## Reading text
⟨
Availability of Information
    The Fund's Web site (www.indexiq.com), which will be publicly 
available prior to the public offering of Shares, will include a form 
of the prospectus for the Fund that may be downloaded. The Fund's Web 
site will include additional quantitative information updated on a 
daily basis, including, for the Fund, (1) daily trading volume, the 
prior business day's reported closing price, NAV and mid-point of the 
bid/ask spread at the time of calculation of such NAV (the ``Bid/Ask 
Price''),\24\ and a calculation of the premium and discount of the Bid/
Ask Price against the NAV, and (2) data in chart format displaying the 
frequency distribution of discounts and premiums of the daily Bid/Ask 
Price against the NAV, within appropriate ranges, for each of the four 
previous calendar quarters.
---------------------------------------------------------------------------

    \24\ The Bid/Ask Price of the Fund will be determined using the 
midpoint of the highest bid and the lowest offer on the Exchange as 
of the time of calculation of the Fund's NAV. The records relating 
to Bid/Ask Prices will be retained by the Fund and its service 
providers.
---------------------------------------------------------------------------

    On each business day, before commencement of trading in Shares in 
the Core Trading Session (9:30 a.m. E.T. to 4:00 p.m. E.T.) on the 
Exchange, the Fund will disclose on its Web site the Disclosed 
Portfolio that will form the basis for the Fund's calculation of NAV at 
the end of the business day.\25\ The Web site information will be 
publicly available at no charge.
---------------------------------------------------------------------------

    \25\ Under accounting procedures followed by the Fund, trades 
made on the prior business day (``T'') will be booked and reflected 
in NAV on the current business day (``T + 1''). Accordingly, the 
Fund will be able to disclose at the beginning of the business day 
the portfolio that will form the basis for the NAV calculation at 
the end of the business day.
---------------------------------------------------------------------------

    On a daily basis, the Fund will disclose on www.indexiq.com the 
following information regarding each portfolio holding, as applicable 
to the type of holding: Ticker symbol, CUSIP number or other 
identifier, if any; a description of the holding (including the type of 
holding, such as the type of swap); the identity of the security, 
commodity, index or other asset or instrument underlying the holding, 
if any; for options, the option strike price; quantity held (as 
measured by, for example, par value, notional value or number of 
shares, contracts or units); maturity date, if any; coupon rate, if 
any; effective date, if any; market value of the holding; and the 
percentage weighting of the holding in the Fund's portfolio.
⟩
## Short task 1
Reproduce the portion of the Availability of Information text that begins with the words "On a daily basis, the" and ends after the words "the Fund's portfolio.".
## Short task 2
According to the Availability of Information text, what hours does the Core Trading Session on the Exchange run?

## Object location annotation records
⟨
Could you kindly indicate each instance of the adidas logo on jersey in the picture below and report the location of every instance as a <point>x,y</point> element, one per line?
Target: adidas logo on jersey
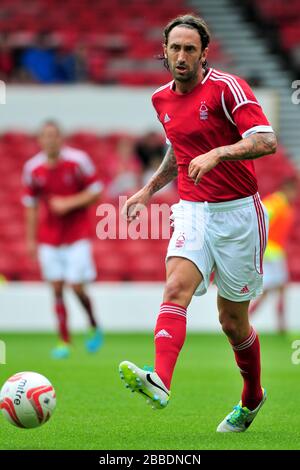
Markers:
<point>163,334</point>
<point>245,290</point>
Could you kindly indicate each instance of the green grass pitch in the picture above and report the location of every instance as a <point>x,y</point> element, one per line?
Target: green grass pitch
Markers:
<point>95,411</point>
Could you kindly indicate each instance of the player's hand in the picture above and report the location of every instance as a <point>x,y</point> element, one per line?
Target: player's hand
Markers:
<point>32,249</point>
<point>202,164</point>
<point>135,204</point>
<point>60,205</point>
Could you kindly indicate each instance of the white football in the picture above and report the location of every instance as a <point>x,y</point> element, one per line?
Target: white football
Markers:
<point>27,399</point>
⟩
## Exercise output 1
On a daily basis, the Fund will disclose on www.indexiq.com the 
following information regarding each portfolio holding, as applicable 
to the type of holding: Ticker symbol, CUSIP number or other 
identifier, if any; a description of the holding (including the type of 
holding, such as the type of swap); the identity of the security, 
commodity, index or other asset or instrument underlying the holding, 
if any; for options, the option strike price; quantity held (as 
measured by, for example, par value, notional value or number of 
shares, contracts or units); maturity date, if any; coupon rate, if 
any; effective date, if any; market value of the holding; and the 
percentage weighting of the holding in the Fund's portfolio.

## Exercise output 2
9:30 a.m. E.T. to 4:00 p.m. E.T.